> _The problem_
Read the excerpt below about plugging in a DXML solver. For each statement, say whether it agrees with the excerpt, answering yes or no and quoting the deciding words exactly. (a) The code and its callees use about 90% of the CPU time. (b) The coefficient matrix has a bandwidth of 5. (c) The main diagonal is stored in APLUS.

> _Text excerpt_

Both the conjugate and bi-conjugate entry points are used. This code
and its callees consume circa 90% of the CPU time. If the inline
diagonal scaling preconditioner is used, KAP does an OK job of
parallelizing, but performance on an 8400 5/440 is alleged to be only
a bit better than R8000.
I have a couple of tacks that I can pursue on my own, but I'm wondering
about the prospects for plugging in a DXML solver. As near as I can
make out, the coefficient matrix has a bandwidth of 7, with the main
diagonal stored in AP (length 190488) and the smaller diagonals stored
in AMINUS and APLUS. So, something would need to be done to get the
coefficients into a form that DXML can deal with.
My questions are:
- does a DXML solution look feasible?
- do we have any idea what the parallel scaling would be like?

> _Recorded data_
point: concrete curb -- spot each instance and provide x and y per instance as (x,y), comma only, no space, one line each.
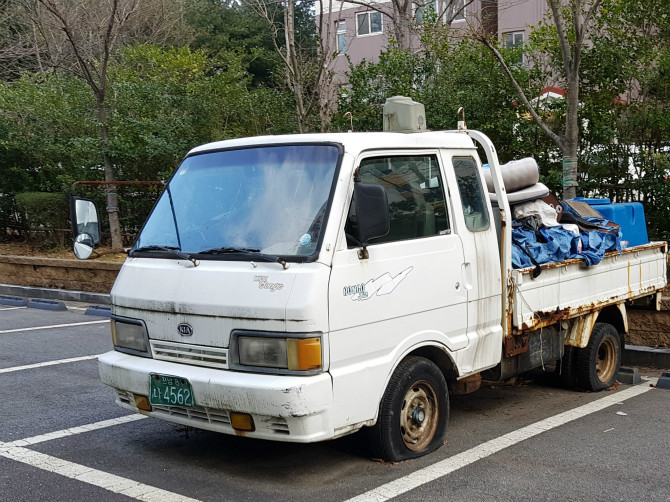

> _Final result_
(a) Yes: "This code and its callees consume circa 90% of the CPU time."
(b) No: "the coefficient matrix has a bandwidth of 7"
(c) No: "with the main diagonal stored in AP (length 190488)"